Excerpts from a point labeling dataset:
┌────────
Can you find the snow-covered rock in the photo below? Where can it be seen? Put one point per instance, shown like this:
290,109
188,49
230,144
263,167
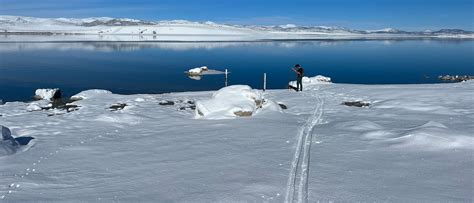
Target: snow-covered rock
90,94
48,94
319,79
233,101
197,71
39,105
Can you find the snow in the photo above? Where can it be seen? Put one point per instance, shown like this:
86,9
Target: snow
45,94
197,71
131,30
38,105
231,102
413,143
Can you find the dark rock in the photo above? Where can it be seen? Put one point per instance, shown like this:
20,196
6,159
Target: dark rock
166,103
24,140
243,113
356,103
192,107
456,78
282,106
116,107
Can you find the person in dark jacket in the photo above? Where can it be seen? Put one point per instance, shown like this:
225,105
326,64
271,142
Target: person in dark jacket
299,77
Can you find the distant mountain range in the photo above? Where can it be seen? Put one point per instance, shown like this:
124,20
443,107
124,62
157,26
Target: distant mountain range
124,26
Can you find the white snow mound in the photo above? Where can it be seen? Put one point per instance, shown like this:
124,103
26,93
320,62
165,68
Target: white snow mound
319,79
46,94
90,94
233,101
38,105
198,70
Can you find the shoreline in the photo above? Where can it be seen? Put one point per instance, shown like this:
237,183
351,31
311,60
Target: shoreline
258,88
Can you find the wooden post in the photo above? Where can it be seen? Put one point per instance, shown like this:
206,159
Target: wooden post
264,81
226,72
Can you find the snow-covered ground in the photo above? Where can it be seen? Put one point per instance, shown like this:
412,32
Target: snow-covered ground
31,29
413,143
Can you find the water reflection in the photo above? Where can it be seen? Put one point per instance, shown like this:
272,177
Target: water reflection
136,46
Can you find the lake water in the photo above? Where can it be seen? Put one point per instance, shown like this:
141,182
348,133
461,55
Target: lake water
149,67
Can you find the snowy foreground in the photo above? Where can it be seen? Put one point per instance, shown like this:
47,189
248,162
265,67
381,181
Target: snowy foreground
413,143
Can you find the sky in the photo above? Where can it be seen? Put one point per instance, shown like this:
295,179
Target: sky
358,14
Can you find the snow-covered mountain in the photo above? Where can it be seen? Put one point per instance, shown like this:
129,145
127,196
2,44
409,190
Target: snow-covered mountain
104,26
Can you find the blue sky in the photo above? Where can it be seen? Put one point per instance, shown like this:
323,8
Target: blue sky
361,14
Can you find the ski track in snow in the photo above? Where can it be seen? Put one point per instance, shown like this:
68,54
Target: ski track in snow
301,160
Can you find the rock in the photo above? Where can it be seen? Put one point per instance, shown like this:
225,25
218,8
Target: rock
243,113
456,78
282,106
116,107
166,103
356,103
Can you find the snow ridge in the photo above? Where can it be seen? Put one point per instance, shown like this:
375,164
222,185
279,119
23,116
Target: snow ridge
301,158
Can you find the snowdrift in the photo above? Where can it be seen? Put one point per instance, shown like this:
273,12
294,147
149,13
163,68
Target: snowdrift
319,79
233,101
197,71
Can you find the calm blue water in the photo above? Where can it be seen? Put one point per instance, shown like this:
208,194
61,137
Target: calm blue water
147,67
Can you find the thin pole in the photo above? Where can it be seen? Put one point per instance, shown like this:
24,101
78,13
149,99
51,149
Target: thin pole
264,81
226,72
└────────
Written instruction. Convert every line of the records above into a JSON list of strings, one string per line, skipping blank lines. Omit the pictures from your answer.

Response for this exercise.
[
  "Can you find the snow-covered rock in the photo below? Where can it be seen? Put one point per instance, shown like this:",
  "290,109",
  "188,49",
  "230,144",
  "263,167",
  "Target: snow-covered rock",
  "90,94",
  "48,94",
  "319,79",
  "233,101",
  "197,71",
  "39,105",
  "Can you find the snow in the photo above? Where can it be seen? Put one point per instance, shown like this:",
  "86,9",
  "Target: snow",
  "45,94",
  "197,71",
  "131,30",
  "38,105",
  "231,102",
  "413,143",
  "Can you find the dark rock in the photo above? Where can it be seen? Put one point per instance, shown like this:",
  "20,196",
  "6,159",
  "Target: dark rock",
  "166,103",
  "24,140",
  "243,113",
  "356,103",
  "192,107",
  "456,78",
  "282,106",
  "116,107",
  "Can you find the person in dark jacket in the photo above? Where can it be seen? Put one point per instance, shown like this:",
  "225,105",
  "326,64",
  "271,142",
  "Target: person in dark jacket",
  "299,77",
  "Can you find the distant mountain range in the photo above? Where can it be seen? Put one point per instance, shown like this:",
  "124,20",
  "443,107",
  "124,62",
  "157,26",
  "Target: distant mountain range",
  "124,26",
  "Can you find the white snow mound in the photo above? Where can it be seen? Put one point per instance, shown like this:",
  "124,103",
  "26,93",
  "320,62",
  "165,68",
  "Target: white snow mound",
  "319,79",
  "46,94",
  "90,94",
  "233,101",
  "38,105",
  "198,70",
  "Can you find the shoreline in the photo above? Where can it be seen? Put one point per instance, shown like this:",
  "237,183",
  "351,31",
  "311,60",
  "Target: shoreline",
  "258,88",
  "Can you find the wooden post in the photo above? Where can it be seen? Put one point per instance, shown like this:",
  "206,159",
  "Target: wooden post",
  "264,81",
  "226,72",
  "Can you find the snow-covered ground in the photo above? Where can it be seen? Put one point per instance, shown like this:",
  "412,32",
  "Target: snow-covered ground",
  "31,29",
  "413,143",
  "Can you find the water reflection in the photo above? Where can it be seen? Put one point per instance, shown like this:",
  "272,177",
  "Target: water reflection",
  "136,46",
  "Can you find the lake water in the photo above? Where can it be seen? Put one point per instance, shown like this:",
  "141,182",
  "348,133",
  "461,55",
  "Target: lake water",
  "149,67",
  "Can you find the snowy foreground in the photo above? Where can it be seen? Put one point per instance, shown like this:",
  "47,189",
  "248,162",
  "265,67",
  "381,181",
  "Target: snowy foreground",
  "413,143",
  "Can you find the sky in the photo above? Where can it be seen? Put one point per instance, shown like this:",
  "295,179",
  "Target: sky",
  "358,14",
  "Can you find the snow-covered mountain in the photo above? Where can it be seen? Put one point per instance, shown like this:",
  "129,145",
  "127,196",
  "2,44",
  "409,190",
  "Target: snow-covered mountain",
  "104,26",
  "Can you find the blue sky in the photo above? Where can it be seen? Put one point per instance, shown like this:",
  "323,8",
  "Target: blue sky",
  "361,14",
  "Can you find the ski track in snow in the photo above? Where can it be seen? Put one point per instance, shown like this:",
  "68,54",
  "Target: ski track in snow",
  "301,160",
  "Can you find the rock in the photo above? Where can it be seen? Put one point per instance, shown like this:",
  "225,25",
  "218,8",
  "Target: rock",
  "243,113",
  "456,78",
  "282,106",
  "116,107",
  "166,103",
  "356,103",
  "Can you find the snow ridge in the photo above? Where can it be seen? Put one point per instance, shown like this:",
  "375,164",
  "222,185",
  "279,119",
  "23,116",
  "Target: snow ridge",
  "301,158",
  "Can you find the snowdrift in the photo above? Where can it be seen? Put one point per instance, shown like this:",
  "273,12",
  "294,147",
  "149,13",
  "163,68",
  "Target: snowdrift",
  "319,79",
  "233,101",
  "197,71",
  "Can you find the calm blue water in the photo above? Where can it be seen? Put one point per instance, shown like this:",
  "208,194",
  "61,137",
  "Target: calm blue water",
  "147,67",
  "Can you find the thin pole in the photo above? Where can it be seen? Put one point per instance, shown like this:",
  "24,101",
  "78,13",
  "149,99",
  "51,149",
  "Target: thin pole",
  "264,81",
  "226,72"
]